Text segment:
|---|

Effects of Real vs. Soundless Acoustic Stimulation During Deep Sleep on Brain Activity, Memory, and Blood Biomarkers in Older Adults (60-85) With Mild Memory Impairment

Not Applicable

Recruiting

• Conditions: Cognitive Decline; Alzheimer Disease; Subjective Cognitive Decline (SCD); Mild Cognitive Impairment (MCI); Cognitive Impairment, Mild

• Registration Number: NCT06669546
• Lead Sponsor: University of Bern

Brief Summary

This study aims to explore a non-invasive way to improve memory and slow cognitive decline in older adults by enhancing sleep quality. Dementia, a leading cause of death worldwide, is often associated with disturbed sleep, particularly the loss of deep, slow-wave sleep (SWS). SWS is important for memory and clearing waste from the brain. Poor SWS can worsen memory loss and allow harmful waste to build up, which may increase the risk of dementia.

The investigators are testing whether phase-locked auditory stimulation (PLAS) can improve SWS in people at a mild stage of cognitive impairment. PLAS uses short sounds played at specific moments to strengthen slow-wave brain activity during sleep. The investigators previous laboratory based research has shown that this can improve memory and help with clearing waste from the brain. Now, the investigators want to test this in a real-world setting, over a longer period, which is unfeasible in a laboratory setting.

In this study, 60 older adults will use home-use devices that deliver either real or sham (soundless) PLAS across two different 4-week periods. Memory will be tested using engaging "serious games." Before and after each experimental period, blood samples will be taken to measure dementia-related markers, and cognitive batteries will be performed. The investigators expect that PLAS will improve sleep, and that this will have a downstream effect on memory and brain clearance, potentially slowing the process of cognitive decline.

If successful, this could lead to the development of an affordable treatment that helps people maintain brain health and prevent dementia.

Detailed Description

Not available

Study Timeline

• Study First Submitted: 2024-10-29
• Study First Submitted QC: 2024-10-30
• Study First Posted: 2024-11-01
• Study Start: 2025-02-21
• Status Verified: 2025-03
• Last Update Submitted: 2025-03-25
• Last Update Posted: 2025-03-26
• Primary Completion: 2028-05
• Study Completion: 2028-12

Recruitment & Eligibility

• Status: RECRUITING
• Sex: All
• Target Recruitment: 60

Inclusion Criteria

• Written informed consent
• Age between 60 and 85 years
• Cognitive impairment (subjective and/or MoCA between 23-26)
• Native German speakers or comparably fluent
• Normal or corrected-to-normal vision.
• Intact hearing
• A close cohabitant (partner/sibling) should be present to support participants in using study materials/devices.

Exclusion Criteria

• Insomnia assessed by the Regensburg Insomnia Scale (RIS; Crönlein et al., 2013)
• Restless leg syndrome assessed by questions concerning typical symptoms.
• Sleep apnoea assessed by the Berlin Questionnaire (BQ; Netzer et al., 1999)

|---|

Saved data entries:
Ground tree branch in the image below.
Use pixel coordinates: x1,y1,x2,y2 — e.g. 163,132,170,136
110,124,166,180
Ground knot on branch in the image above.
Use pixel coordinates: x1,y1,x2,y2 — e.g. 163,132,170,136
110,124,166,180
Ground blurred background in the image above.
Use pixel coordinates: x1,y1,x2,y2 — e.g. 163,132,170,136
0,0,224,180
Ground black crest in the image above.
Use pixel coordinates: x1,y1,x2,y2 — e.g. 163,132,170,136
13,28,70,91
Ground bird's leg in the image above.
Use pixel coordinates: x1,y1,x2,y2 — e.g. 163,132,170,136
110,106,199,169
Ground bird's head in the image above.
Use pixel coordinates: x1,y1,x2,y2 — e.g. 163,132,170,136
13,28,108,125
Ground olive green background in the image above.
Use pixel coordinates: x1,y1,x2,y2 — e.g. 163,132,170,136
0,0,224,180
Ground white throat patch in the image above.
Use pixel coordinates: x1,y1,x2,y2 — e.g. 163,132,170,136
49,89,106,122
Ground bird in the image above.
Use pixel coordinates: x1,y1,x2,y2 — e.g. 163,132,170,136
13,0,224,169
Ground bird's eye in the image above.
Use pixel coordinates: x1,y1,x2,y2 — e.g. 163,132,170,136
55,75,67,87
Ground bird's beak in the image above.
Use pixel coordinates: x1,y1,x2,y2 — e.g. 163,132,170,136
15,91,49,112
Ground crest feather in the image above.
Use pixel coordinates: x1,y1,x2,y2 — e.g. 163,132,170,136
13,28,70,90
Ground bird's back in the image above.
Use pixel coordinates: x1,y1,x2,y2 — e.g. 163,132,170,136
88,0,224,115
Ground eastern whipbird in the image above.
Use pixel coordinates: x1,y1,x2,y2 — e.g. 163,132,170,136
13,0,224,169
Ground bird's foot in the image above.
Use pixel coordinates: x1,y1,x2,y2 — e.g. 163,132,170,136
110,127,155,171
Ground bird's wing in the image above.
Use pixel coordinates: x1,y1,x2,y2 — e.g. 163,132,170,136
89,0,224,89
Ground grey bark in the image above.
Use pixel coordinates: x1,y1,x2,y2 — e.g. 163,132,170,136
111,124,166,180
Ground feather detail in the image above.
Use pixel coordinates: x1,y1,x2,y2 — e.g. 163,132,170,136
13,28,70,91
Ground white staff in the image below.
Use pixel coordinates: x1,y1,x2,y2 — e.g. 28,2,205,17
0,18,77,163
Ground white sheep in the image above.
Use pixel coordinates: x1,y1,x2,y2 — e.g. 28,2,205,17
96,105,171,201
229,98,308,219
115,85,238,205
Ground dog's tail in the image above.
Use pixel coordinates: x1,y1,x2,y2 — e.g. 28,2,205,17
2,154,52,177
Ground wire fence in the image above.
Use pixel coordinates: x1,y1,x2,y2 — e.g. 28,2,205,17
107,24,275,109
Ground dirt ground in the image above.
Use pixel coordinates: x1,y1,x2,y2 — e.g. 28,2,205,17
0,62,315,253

|---|

Task 1: List every condition named in the study listing on sleep stimulation and memory.
Task 2: Please carry the study listing on sleep stimulation and memory forward from its last line.
The material is not needed for this work.

Output 1: Cognitive Decline; Alzheimer Disease; Subjective Cognitive Decline (SCD); Mild Cognitive Impairment (MCI); Cognitive Impairment, Mild

Output 2:
• Severely irregular sleep patterns assessed by the RIS and the Pittsburgh sleep quality index (PSQI; Buysse et al., 1989)
• Symptoms of depression (Geriatric Depression Scale (GDS; Yesavage et al., 1982) ≥ 5)
• History of untreated severe neurological and psychiatric diseases
• Alcohol or substance abuse
• Use of medication acting on the central nervous system

Study & Design

• Study Type: INTERVENTIONAL
• Study Design: CROSSOVER

Primary Outcome Measures

Name	Time	Method
Episodic memory performance differences (between and within subject) according to the experimental condition	Participants will play serious games on weekdays during the adaptation week, as well as on weekdays throughout both the first and second 4-week intervention periods.	Episodic memory performance will be assessed by means of serious games.

Secondary Outcome Measures

Name	Time	Method
Electrophysiological Response - Event-Related Potentials (ERPs)	Sleep-Electrophysiology will be measured on weekdays during the adaptation week, as well as on weekdays throughout both the first and second 4-week intervention periods.	Electrophysiological responses will be measured via EEG to assess event-related potentials (ERPs) in response to real versus sham acoustic stimulation.
Electrophysiological Response - Power, Number, and Amplitude of Slow Oscillations (SO) and Spindles	Sleep-electrophysiology will be measured on weekdays during the adaptation week, as well as on weekdays throughout both the first and second 4-week intervention periods.	Electrophysiological responses will be measured via EEG to assess the power, number, and amplitude of slow oscillations (SO) and sleep spindles in response to real versus sham acoustic stimulation.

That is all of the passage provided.